Activity: The records below should be printed once more, exactly as they appear.

Data:
==*==
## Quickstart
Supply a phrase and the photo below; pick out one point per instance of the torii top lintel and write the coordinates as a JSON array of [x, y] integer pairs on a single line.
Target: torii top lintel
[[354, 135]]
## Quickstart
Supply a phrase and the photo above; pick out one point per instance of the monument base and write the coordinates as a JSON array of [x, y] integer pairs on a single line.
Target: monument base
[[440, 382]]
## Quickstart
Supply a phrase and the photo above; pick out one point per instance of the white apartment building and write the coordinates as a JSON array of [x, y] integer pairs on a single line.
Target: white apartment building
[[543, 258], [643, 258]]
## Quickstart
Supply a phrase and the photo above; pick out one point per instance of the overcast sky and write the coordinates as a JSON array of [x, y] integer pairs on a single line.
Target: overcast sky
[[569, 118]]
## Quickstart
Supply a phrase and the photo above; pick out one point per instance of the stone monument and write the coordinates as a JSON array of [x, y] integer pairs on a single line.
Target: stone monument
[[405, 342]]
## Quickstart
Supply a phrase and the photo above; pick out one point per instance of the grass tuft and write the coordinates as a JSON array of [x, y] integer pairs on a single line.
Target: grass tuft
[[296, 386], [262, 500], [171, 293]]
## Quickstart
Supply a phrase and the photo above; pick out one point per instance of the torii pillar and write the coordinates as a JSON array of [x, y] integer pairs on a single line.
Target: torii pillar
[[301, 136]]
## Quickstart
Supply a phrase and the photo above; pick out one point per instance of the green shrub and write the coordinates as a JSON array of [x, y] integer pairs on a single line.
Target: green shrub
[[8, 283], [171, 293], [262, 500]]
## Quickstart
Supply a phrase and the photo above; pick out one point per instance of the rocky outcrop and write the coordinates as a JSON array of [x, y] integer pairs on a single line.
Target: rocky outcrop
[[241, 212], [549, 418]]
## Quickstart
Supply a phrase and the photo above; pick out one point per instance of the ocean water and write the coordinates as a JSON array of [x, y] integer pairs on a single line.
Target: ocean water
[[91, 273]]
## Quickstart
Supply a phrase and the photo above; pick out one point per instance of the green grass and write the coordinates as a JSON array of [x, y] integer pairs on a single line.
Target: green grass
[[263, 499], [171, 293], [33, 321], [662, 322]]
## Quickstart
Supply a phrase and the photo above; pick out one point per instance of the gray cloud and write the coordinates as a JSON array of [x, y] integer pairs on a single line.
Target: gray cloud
==*==
Exercise response:
## Quickstart
Supply a phrase and the photo below; pick out one point per instance of the torii top lintel and write the coordinates as a JSON array of [x, y] integer pairs on a single line.
Target: torii top lintel
[[354, 135]]
## Quickstart
Supply a phrase and the photo above; pick out one point per instance of the monument base and write the coordinates as a JSON array of [x, y] integer pairs on a single line.
Target: monument base
[[440, 382]]
## Quickstart
Supply a phrase and the photo above; pick out one point per instance of the white apartment building and write the coordinates as a JSON array of [x, y] integer pairs on a single line.
Target: white apartment building
[[543, 258], [643, 258]]
## Quickstart
Supply a phrase and the photo above; pick out one point per instance of the overcast sky and write the coordinates as a JSON array of [x, y] integer pairs on a single line.
Target: overcast sky
[[569, 118]]
## Quickstart
Supply a phrase and the photo above; pick out one point per instance of the stone monument and write the coordinates as a JSON array of [x, y] integer pairs on a single line.
Target: stone monument
[[405, 342]]
## Quickstart
Supply a phrase and the photo above; pick out one point per instance of the grass tuft and write the coordinates as a JSON array of [x, y] integer pairs on a single line.
Target: grass tuft
[[296, 386], [262, 500], [171, 293]]
## Quickstart
Supply a phrase and the photo above; pick out one point per instance of the torii pillar and write the coordinates as a JSON array of [x, y] integer pairs on a single line.
Target: torii pillar
[[301, 136]]
## Quickstart
Supply a phrase and the photo above; pick out one point per instance of the green shrub and write the coordinates as a JSON array of [x, y] integer pairs on a single line.
Target: green shrub
[[8, 283], [171, 293], [262, 500]]
## Quickstart
Supply a phrase and the photo above; pick out one point per instance of the rocky outcrop and write the coordinates as a JSON array of [x, y] integer pairs on a single line.
Target: rocky outcrop
[[241, 212], [549, 418]]
## Quickstart
Supply a phrase and the photo above; pick out one point per instance of the ocean water and write the coordinates as a JSON array of [x, y] integer pairs on a single line.
Target: ocean water
[[91, 273]]
## Quickstart
Supply a phrase and the photo above; pick out one point per instance of the green grass and write the coordinates as a JSON array of [x, y] integer pairs on a single line.
Target: green grass
[[263, 499], [171, 293], [33, 321], [662, 322]]
## Quickstart
Supply a phrase and the photo above; pick out one point per instance of the gray cloud and write the coordinates as a JSON array of [x, y] integer pairs on a single line.
Target: gray cloud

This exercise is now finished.